▸ **Objective**:
Rewrite the thread from the line that begins "Can you try" through the words "directly imported packages)", changing "repository folder" to "project directory".

▸ **Page**:

Can you try to run it from the repository folder (same command, just to see if it will have any effect on the detected packages)
and it’s in the “installed packages” from the child task:
This is because the agent always updates back the full venv setup, so you will be able to always reproduce the entire thing (as opposed to dev time, where it lists only the directly imported packages)
that must have been it. here’s the installed packages when not using -m
:
` # Python 3.9.7 | packaged by conda-forge | (default, Sep 23 2021, 07:28:37) [GCC 9.4.0]
Local modules found - skipping:
modulename == ../pathto/modulename/init.py
PyYAML == 5.4.1
Shapely == 1.7.1
clearml == 1.1.1
click == 7.1.2
matplotlib == 3.4.3
numpy == 1.21.2
pandas == 1.3.3
python_dateutil == 2.8.2
pytorch_lightning == 1.4.8
pytz == 2021.1
rasterio == 1.2.8
scikit_image == 0.18.3
scikit_learn == 0.24.2
scipy == 1.7.1
tensorboard == 2.6.0
torch == 1.9.1
torchvision == 0.2.2
tqdm == 4.62.3 `
i’ll clone and enqueue, but i’m guessing that’s the issue
getting different issues (torchvision vs. cuda compatibility, will work on that), but i’m betting that was the issue
(torchvision vs. cuda compatibility, will work on that),
The agent will pull the correct torch based on the cuda version that is available at runtime (or configured via the clearml.conf)
that must have been it. here’s the installed packages when not using
-m
:
Hmm yes, can you open a GitHub issue on that? (this seems like a bug)
BTW: could it be the Task.init is Not called on the "module.name" entry point, but somewhere internally ?
actually yes— task.init
is called inside of a class in one of the internal imports
okay, i have a few things on my todo list, they will take a while. we will task.init
in the entry point instead of how it’s done now, and we will re-try python -m
. if it doesn’t work, we will file an issue. if it does work, yay!
either way, thanks much for your help today, i really appreciate it.
Sounds great! let me know what you find out 🙂
okay, so here’s what i found out—
calling the training entry point directly (eg /path/to/train.py
), and not instantiating the clearml Task in train.py
(eg calling a method in a different module where the task is instantiated) does work calling the entrypoint with python -m
, but instantiating the clearml Task within train.py
also works
so the only thing that doesn’t work is calling the entrypoint with python -m
and calling a method from a different module that instantiates the task.
not sure if this is considered a bug or not! but I’d happily make an issue on github if needed.
thanks again for all your help.
not sure if this is considered a bug or not! but I’d happily make an issue on github if needed.
I think we should, at least for the sake of transparency and visibility 🙂
thanks again for all your help.
My pleasure 🙂

▸ **Raw data**:
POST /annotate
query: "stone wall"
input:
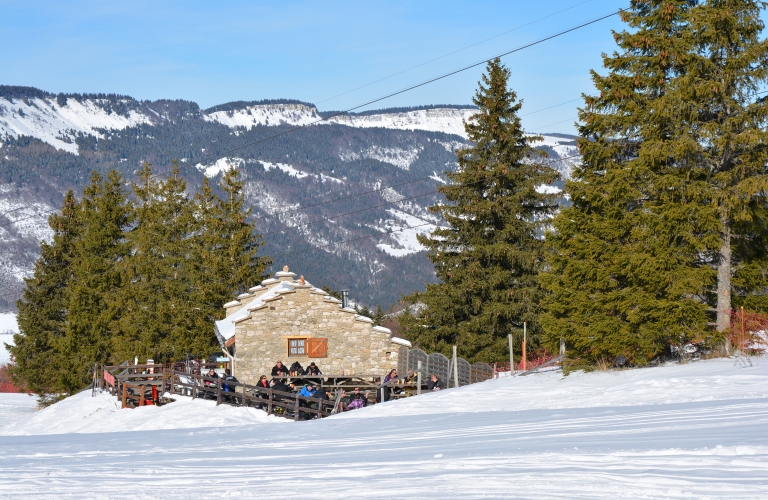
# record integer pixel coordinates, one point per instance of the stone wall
(354, 344)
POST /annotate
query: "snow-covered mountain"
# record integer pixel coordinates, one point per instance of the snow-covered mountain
(49, 143)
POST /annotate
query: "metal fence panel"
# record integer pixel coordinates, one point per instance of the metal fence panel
(480, 372)
(402, 360)
(414, 356)
(465, 372)
(440, 366)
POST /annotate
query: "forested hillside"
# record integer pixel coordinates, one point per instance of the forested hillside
(51, 143)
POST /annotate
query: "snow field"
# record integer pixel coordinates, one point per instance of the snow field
(14, 407)
(689, 431)
(83, 413)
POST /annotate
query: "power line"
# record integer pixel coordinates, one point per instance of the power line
(412, 87)
(454, 52)
(403, 199)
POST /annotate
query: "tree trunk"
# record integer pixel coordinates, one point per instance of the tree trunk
(724, 284)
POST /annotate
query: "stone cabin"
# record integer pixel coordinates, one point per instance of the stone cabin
(288, 319)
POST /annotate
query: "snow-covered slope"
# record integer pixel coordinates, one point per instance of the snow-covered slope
(447, 120)
(58, 125)
(685, 431)
(8, 326)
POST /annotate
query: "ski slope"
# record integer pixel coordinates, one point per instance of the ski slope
(682, 431)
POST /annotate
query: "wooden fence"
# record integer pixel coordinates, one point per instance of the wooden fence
(283, 404)
(408, 360)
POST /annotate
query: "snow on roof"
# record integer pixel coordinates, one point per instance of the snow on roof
(226, 326)
(398, 340)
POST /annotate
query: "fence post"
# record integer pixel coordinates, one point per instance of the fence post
(418, 379)
(455, 368)
(525, 333)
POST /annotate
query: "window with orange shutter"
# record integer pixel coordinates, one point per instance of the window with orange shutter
(317, 348)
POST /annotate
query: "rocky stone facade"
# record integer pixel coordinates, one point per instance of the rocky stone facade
(290, 320)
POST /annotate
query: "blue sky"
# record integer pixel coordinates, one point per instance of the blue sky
(215, 52)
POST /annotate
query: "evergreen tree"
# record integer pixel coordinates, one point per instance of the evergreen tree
(632, 259)
(104, 218)
(159, 318)
(488, 257)
(42, 310)
(226, 246)
(728, 67)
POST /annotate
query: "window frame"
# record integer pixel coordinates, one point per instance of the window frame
(304, 347)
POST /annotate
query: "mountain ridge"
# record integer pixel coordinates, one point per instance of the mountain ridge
(47, 147)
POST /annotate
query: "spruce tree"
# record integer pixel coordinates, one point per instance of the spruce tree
(488, 256)
(104, 218)
(226, 245)
(727, 69)
(158, 319)
(42, 310)
(633, 258)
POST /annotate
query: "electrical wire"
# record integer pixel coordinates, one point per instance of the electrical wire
(454, 52)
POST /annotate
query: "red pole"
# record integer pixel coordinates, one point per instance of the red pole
(742, 329)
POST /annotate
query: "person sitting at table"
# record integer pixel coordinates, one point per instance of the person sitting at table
(279, 370)
(391, 376)
(434, 383)
(211, 374)
(313, 370)
(383, 393)
(262, 384)
(307, 391)
(297, 369)
(228, 377)
(357, 400)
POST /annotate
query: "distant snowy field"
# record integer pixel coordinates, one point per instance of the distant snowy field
(683, 431)
(8, 326)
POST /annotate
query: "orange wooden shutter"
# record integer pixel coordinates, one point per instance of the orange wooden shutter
(317, 348)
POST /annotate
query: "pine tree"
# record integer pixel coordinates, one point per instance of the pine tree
(488, 256)
(729, 66)
(226, 247)
(104, 218)
(632, 259)
(159, 319)
(42, 310)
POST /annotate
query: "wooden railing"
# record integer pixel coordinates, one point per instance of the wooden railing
(283, 404)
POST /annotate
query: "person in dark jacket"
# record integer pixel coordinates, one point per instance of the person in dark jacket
(391, 376)
(228, 377)
(211, 374)
(279, 370)
(383, 393)
(357, 400)
(434, 383)
(313, 370)
(297, 369)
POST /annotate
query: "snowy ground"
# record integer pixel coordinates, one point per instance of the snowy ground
(15, 407)
(690, 431)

▸ **Completed exercise**:
Can you try to run it from the project directory (same command, just to see if it will have any effect on the detected packages)
and it’s in the “installed packages” from the child task:
This is because the agent always updates back the full venv setup, so you will be able to always reproduce the entire thing (as opposed to dev time, where it lists only the directly imported packages)